▶ THINGS TO DO:
1. Answer these from the SWAGAN article:
(a) Whose work is the study of wavelets based on?
(b) For how long was the system trained?
(c) Who wrote the version of SWAGAN that the article uses?
2. Write out the part of the SWAGAN article starting at "A wavelet is" and ending at "from the paper.".
3. Write what comes next in the SWAGAN article, picking up after its last sentence.

▶ SUPPLIED PASSAGE:
^^^^^^^^

A wavelet is a wave-like oscillation with an amplitude that begins at zero, increases, and then decreases back to zero. The study of wavelets is based on the work of Alfréd Haar, a Hungarian mathematician. The paper’s authors show that by adopting a GAN architecture to work directly in a wavelet-based space, they achieve improved visual quality and more realistic content in the high-frequency range [3].

Here is a comparison between the outputs of StyleGAN2 and SWAGAN from the paper.

Comparison of StyleGAN2 and SWAGAN, from the SWAGAN paper by Rinon Gal, et al.
Comparison of StyleGAN2 and SWAGAN, from the SWAGAN paper by Rinon Gal, et al.

The authors note that the interpolated StyleGAN2 images show considerable blur around high-frequency regions, such as the hair, while the SWAGAN images do not.

Training SWAGAN

I trained the system for two weeks using this Google colab. Here is the command to run the training.

python /content/stylegan2-pytorch/train.py --data_dir /content/drive/MyDrive/modern_results/ --augment --arch swagan 
--size 512 /content/drive/MyDrive/modern_art_processed_512/

Note that the architecture is set to SWAGAN (the other choice is StyleGAN2). You can see some unfiltered results here.

Sample results from SWAGAN trained on modern paintings, Image by Author
Sample results from SWAGAN trained on modern paintings, Image by Author

You can see that there is an interesting mix of abstract and representational images. The syles of the representational images seem to range from Impressionism to Cubism. And there is a nice mix of color palettes.

GAN Implementation Notes

The version of SWAGAN that I’m using was written by independent developer Seonghyeon Kim, known on GitHub as rosinality. He has an implementation of both StyleGAN2 and SWAGAN here.

^^^^^^^^

(Referring expression data)
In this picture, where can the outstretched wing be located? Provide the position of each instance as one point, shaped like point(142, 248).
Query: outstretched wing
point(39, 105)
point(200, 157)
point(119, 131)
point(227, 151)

^^^^^^^^

▶ YOUR WRITTEN ANSWERS:
1.
(a) Alfréd Haar, a Hungarian mathematician
(b) Two weeks
(c) Seonghyeon Kim, known on GitHub as rosinality

2.
A wavelet is a wave-like oscillation with an amplitude that begins at zero, increases, and then decreases back to zero. The study of wavelets is based on the work of Alfréd Haar, a Hungarian mathematician. The paper’s authors show that by adopting a GAN architecture to work directly in a wavelet-based space, they achieve improved visual quality and more realistic content in the high-frequency range [3].

Here is a comparison between the outputs of StyleGAN2 and SWAGAN from the paper.

3.
Most of rosinality’s source code is released under the MIT Open Source license, which is very permissive. However, his code includes two operations, fixed_act() and upfirdn2d(), written as low-level CUDA functions. These functions were written by Nvidia and are released under their non-commercial open source license. The Nvidia license states that the source code can be used non-commercially, which means it can only be used for research or evaluation purposes.

After searching on GitHub, I found copies of the fixed_act() and upfirdn2d() functions that were reimplemented and released under the MIT Open Source license by Or Patashnik et al. for their StyleCLIP project [7]. Their functions work just fine with rosinality’s implementation of SWAGAN. You can find the merged code in my GitHub project here. I am releasing the source code under the permissive CC-BY-SA-4.0 License. And yes, you can use my source code for commercial purposes 💲💲💲 . But please give me a shout-out if you use it. 📣

Genetic Algorithms

In computer science, a Genetic Algorithm (GA) is a metaheuristic inspired by the process of natural selection that relies on biologically inspired operators such as mutation, crossover, and selection. GAs are commonly used to generate high-quality solutions to optimization and search problems [8]. You can read more about GAs in Vijini Mallawaarachchi’s article on Medium here.

I created a custom GA that uses CLIP to steer SWAGAN towards producing images that match a text description given by the user. Here is an overview of the algorithm.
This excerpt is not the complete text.